Kernel thread scheduling
Ruben Safir
ruben at mrbrklyn.com
Sat Apr 11 23:02:41 EDT 2015
On 04/11/2015 10:21 PM, Ruben Safir wrote:
> On 04/10/2015 09:09 AM, nick wrote:
>>
>>
>> On 2015-04-09 11:37 PM, Ruben Safir wrote:
>>> On 04/09/2015 10:52 PM, nick wrote:
>>>> Before asking questions again like this please look into either using lxr or ctags
>>>> to navigate the kernel tree for answers as can be faster then waiting for me or
>>>> someone else to respond.
>>>
>>>
>>> well, I reading the text is ctags aren't much value there.
>>>
>> Ctags is useful for searching the code, which is why I am recommending it.
>> Nick
>
> I have it built into gvim, but you can't use it from a textbook. I'm
> finding it is not as useful as it could be for the kernel code. There
> are stacks of tags to get around. Another 2 days to learn to get around
> tags in vi is not in the agenda right now. It is the tool I have so
> I'll have to live with it right now.
>
> I also have a question that is not obvious from the code I'm looking at.
> I'm not sure how these structs are attached together. Or more
> specifically, I'm not sure how pulling the correct sched_entity gets one
> the coresponding task_entity
>
> You have
> struct task_struct with a
> struct sched_entity
>
> struct sched_enitities are nodes in the RB tree
> which are a "container" for "struct rb_node run_node".
··········
▸ Directives:
a – In the kernel thread scheduling post, what editor does the writer say has ctags built in?
b – Put the records into a JSON list of strings with one string per line and no blank lines. Begin at the line containing "Q. Locate the dark" and stop after the line containing "pixel 73 256".

▸ Exercise material:
··········
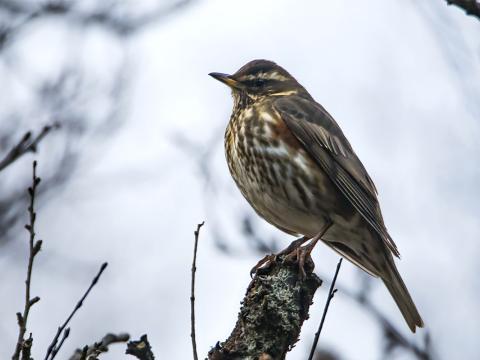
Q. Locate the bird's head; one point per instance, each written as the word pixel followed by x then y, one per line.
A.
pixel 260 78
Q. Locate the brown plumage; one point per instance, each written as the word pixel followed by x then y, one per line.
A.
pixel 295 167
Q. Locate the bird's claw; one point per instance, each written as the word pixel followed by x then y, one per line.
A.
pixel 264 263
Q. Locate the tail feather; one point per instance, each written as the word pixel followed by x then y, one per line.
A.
··········
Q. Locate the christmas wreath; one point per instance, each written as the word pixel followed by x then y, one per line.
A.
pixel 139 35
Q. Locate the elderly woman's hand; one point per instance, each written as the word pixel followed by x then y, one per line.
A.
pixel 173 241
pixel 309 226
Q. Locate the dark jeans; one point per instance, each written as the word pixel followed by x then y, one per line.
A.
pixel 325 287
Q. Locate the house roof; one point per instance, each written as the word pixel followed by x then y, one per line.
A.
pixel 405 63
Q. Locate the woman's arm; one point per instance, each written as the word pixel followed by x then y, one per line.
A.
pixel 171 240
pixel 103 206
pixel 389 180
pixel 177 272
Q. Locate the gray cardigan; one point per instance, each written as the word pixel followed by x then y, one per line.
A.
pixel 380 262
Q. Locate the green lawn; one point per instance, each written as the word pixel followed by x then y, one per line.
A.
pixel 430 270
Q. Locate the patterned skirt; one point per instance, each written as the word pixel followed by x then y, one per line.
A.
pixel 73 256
··········
▸ Expected responses:
a – gvim

b –
[
  "Q. Locate the dark jeans; one point per instance, each written as the word pixel followed by x then y, one per line.",
  "A.",
  "pixel 325 287",
  "Q. Locate the house roof; one point per instance, each written as the word pixel followed by x then y, one per line.",
  "A.",
  "pixel 405 63",
  "Q. Locate the woman's arm; one point per instance, each written as the word pixel followed by x then y, one per line.",
  "A.",
  "pixel 171 240",
  "pixel 103 206",
  "pixel 389 180",
  "pixel 177 272",
  "Q. Locate the gray cardigan; one point per instance, each written as the word pixel followed by x then y, one per line.",
  "A.",
  "pixel 380 262",
  "Q. Locate the green lawn; one point per instance, each written as the word pixel followed by x then y, one per line.",
  "A.",
  "pixel 430 270",
  "Q. Locate the patterned skirt; one point per instance, each written as the word pixel followed by x then y, one per line.",
  "A.",
  "pixel 73 256"
]